▶ _TASK BRIEF_
In the records below, change every "photo" to "image" and keep all other text unchanged. Leave the pictures out of your output.

++++ EXERCISE MATERIALS

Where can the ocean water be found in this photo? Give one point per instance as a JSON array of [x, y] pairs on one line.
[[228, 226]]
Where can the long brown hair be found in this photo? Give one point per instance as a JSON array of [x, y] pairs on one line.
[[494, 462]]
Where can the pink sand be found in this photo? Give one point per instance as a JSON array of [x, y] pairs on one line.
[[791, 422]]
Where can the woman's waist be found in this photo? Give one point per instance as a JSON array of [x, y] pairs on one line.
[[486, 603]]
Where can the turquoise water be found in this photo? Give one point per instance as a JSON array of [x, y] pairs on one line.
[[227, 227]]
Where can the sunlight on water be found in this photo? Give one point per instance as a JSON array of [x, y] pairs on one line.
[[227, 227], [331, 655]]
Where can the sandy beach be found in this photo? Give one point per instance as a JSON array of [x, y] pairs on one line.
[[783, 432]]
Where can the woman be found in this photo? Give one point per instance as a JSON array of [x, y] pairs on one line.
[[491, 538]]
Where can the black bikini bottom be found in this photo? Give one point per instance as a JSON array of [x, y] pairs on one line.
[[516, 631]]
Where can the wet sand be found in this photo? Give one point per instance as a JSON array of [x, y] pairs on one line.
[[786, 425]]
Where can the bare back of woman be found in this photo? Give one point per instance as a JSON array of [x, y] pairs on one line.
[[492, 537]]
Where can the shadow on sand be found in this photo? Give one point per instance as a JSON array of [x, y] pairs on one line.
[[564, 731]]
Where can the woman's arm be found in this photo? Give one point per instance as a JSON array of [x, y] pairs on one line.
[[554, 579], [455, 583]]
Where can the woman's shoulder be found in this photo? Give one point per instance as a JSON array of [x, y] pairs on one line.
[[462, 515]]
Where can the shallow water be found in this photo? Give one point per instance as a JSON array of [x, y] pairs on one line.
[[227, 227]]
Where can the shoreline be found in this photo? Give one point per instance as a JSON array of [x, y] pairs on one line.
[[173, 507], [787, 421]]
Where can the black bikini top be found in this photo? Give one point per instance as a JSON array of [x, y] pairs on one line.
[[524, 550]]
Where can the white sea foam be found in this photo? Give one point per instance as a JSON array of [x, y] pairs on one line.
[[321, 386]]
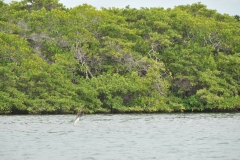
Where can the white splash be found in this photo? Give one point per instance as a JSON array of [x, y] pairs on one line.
[[76, 121]]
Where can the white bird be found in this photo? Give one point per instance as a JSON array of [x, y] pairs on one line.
[[80, 113]]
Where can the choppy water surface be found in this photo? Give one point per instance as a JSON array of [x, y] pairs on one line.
[[133, 136]]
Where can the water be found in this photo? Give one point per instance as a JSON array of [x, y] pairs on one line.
[[132, 136]]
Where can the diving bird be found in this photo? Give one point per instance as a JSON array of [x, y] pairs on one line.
[[80, 113]]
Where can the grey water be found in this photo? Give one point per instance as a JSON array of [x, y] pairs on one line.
[[129, 136]]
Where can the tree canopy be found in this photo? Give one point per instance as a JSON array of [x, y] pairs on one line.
[[56, 60]]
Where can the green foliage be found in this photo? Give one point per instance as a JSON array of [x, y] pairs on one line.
[[58, 60]]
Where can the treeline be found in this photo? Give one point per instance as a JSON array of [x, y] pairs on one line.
[[56, 60]]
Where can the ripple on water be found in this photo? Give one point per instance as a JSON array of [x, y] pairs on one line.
[[143, 136]]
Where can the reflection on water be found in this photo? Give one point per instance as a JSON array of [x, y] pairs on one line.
[[132, 136]]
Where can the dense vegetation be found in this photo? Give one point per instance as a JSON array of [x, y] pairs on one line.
[[56, 60]]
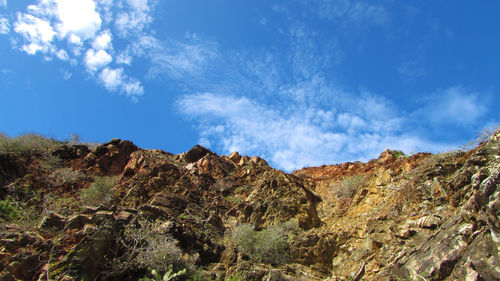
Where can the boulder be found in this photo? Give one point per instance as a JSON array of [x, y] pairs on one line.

++++++++

▶ _SOLUTION TO THE PROBLEM_
Where can the ocean water be found in this image? Give one point per instance as a JSON array of [x, y] pairs on one line.
[[228, 226]]
Where can the long brown hair be found in this image? Give one point per instance as a JSON array of [x, y] pairs on one line.
[[494, 462]]
Where can the pink sand be found in this image? Give one point per instance as a JSON array of [x, y] pairs on one line.
[[791, 422]]
Where can the woman's waist be found in this image? Give one point per instance as a JSON array of [x, y] pairs on one line.
[[486, 603]]
Where can the turquoise water be found in this image? Give one point per instance as a JSON array of [x, y] pairs on one line.
[[227, 227]]
Where can the sunlight on water be found in this image? Give one point per instance as a JSON array of [x, y] pairs on one line.
[[227, 227], [331, 655]]
Where can the sandy beach be found in this image? Give one point per instance as a JSON array of [x, y] pairs on one line.
[[783, 432]]
Where can the woman be found in this image? Give one point per instance as a JSON array of [x, y] pairs on one line.
[[491, 538]]
Where can the black bikini bottom be found in this image? Give one point per instance as a JSON array of [x, y] pairs on one line.
[[516, 631]]
Where can the wet sand be found in this image? Give one point per instance as a JSON array of [x, y] pairs on one line.
[[786, 425]]
Where can the bare back of woman be found in this image? Give one point per instance as a JSON array of [x, y] pairs on one line.
[[492, 537]]
Where can the shadow on sand be found in this image? Give one point per instance as a JSON array of [x, y] pairs on one line.
[[564, 731]]
Where can the woman's arm be found in this image? Give one point per instance as a JSON array of [x, y] pairs on one line.
[[554, 579], [455, 583]]
Where can the woman's shoulder be found in this image? Give one point per instance as a JSON array of [x, y] pairs on one line.
[[462, 515]]
Where can the shallow water be found in this image? Give one point per instance as a JSON array of [x, y] pairs on one line.
[[227, 227]]
Where can the shoreline be found in this image? Give one point per instance as a JSON array of [x, y] pairs on one line.
[[173, 507], [787, 421]]
Where can the black bikini top be found in this image? Give one point per instance as a JSON array of [x, y] pairs on one line.
[[524, 550]]
Where can the white sea foam be found in this image? Give one point per instance as a JSON array of [x, y] pairs on one line.
[[321, 386]]
Where can the white splash be found in this image? Give one point per instance as a JSON array of [x, y] pairs on one line.
[[76, 121]]
Where can the white bird be found in this image? Give one point per instance as a JSON array of [x, y] pairs on one line.
[[80, 113]]
Where can the choppy water surface be found in this image? Give one point per instance as a JSON array of [x, y] pairs on one line.
[[133, 136]]
Where can the water be found in this image? Give one point per instance as a JSON array of [x, y] pairs on one line.
[[132, 136]]
Where can the diving bird be found in this image? Give one point per instance as a JSON array of [x, y] pairs on one line.
[[80, 113]]
Where can the grey water be found in this image? Give one point per instance as a JSON array of [x, y] pairs on one line.
[[129, 136]]
Where can the tree canopy be found in this image? Give one point per instance as a JSON array of [x, y] pairs on one line.
[[56, 60]]
Where can the green foliage be found in this image? Give one point per instance as a JSON array of [x, y] pairs on one line.
[[58, 60]]
Where can the treeline be found in this image? Give one point per instance as a JSON array of [x, y] pairs on one line.
[[56, 60]]
Where can the ripple on water be found in this image? Give one point per instance as a JSON array of [x, y] pairs on one line.
[[143, 136]]
Where can the reflection on water be found in this image? Give one point per instance as a JSON array of [x, y] pairs on one line.
[[132, 136]]
Where can the dense vegetation be found in this image? Give one point per instance as a JSON array of [x, y] pairs on one line.
[[56, 60]]
Where can the boulder be found in this image? Give one point per instance as a JSON array of [x, y] pairs on one line.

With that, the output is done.